#### BRIEF
Search the entries for the line containing "Reviewer note: every instance of the carpeted". Repeat it, then every line after it, exactly through the final line.

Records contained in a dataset
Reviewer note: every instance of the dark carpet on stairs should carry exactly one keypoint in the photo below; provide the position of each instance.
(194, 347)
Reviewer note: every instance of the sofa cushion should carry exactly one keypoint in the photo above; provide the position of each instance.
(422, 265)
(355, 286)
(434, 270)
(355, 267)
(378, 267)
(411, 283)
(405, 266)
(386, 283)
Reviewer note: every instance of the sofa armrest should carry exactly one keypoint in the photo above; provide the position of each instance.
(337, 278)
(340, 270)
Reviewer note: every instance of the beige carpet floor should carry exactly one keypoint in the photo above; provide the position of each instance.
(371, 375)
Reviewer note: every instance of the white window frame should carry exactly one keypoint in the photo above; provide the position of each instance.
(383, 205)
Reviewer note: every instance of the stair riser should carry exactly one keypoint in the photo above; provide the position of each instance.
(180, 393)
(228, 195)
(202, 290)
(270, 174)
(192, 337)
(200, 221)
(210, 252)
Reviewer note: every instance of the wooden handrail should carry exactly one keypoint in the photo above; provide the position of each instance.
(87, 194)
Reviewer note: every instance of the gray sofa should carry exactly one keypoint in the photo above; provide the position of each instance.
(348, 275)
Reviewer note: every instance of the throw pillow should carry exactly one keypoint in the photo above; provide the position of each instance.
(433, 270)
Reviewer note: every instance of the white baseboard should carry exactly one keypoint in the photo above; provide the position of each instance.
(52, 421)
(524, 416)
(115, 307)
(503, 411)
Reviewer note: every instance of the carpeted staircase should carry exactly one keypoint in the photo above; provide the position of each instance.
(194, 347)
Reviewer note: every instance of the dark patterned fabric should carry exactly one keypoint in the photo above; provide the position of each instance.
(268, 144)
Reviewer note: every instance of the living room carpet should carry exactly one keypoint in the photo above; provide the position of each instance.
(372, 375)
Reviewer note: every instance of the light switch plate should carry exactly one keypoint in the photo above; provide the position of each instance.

#### WRITTEN RESPONSE
Reviewer note: every instance of the carpeted staircase should carry exactly one keypoint in the photo above; provide the position of each instance.
(194, 347)
Reviewer note: every instance of the dark patterned fabric should carry exactly one keypoint in the photo above; provide the position of each instance.
(268, 144)
Reviewer note: every instance of the living room carpet should carry exactly one keypoint in the photo above; provide the position of each instance.
(372, 375)
Reviewer note: every instance of the light switch plate should carry exactly one keypoint in the photo above; provide the position of each instance.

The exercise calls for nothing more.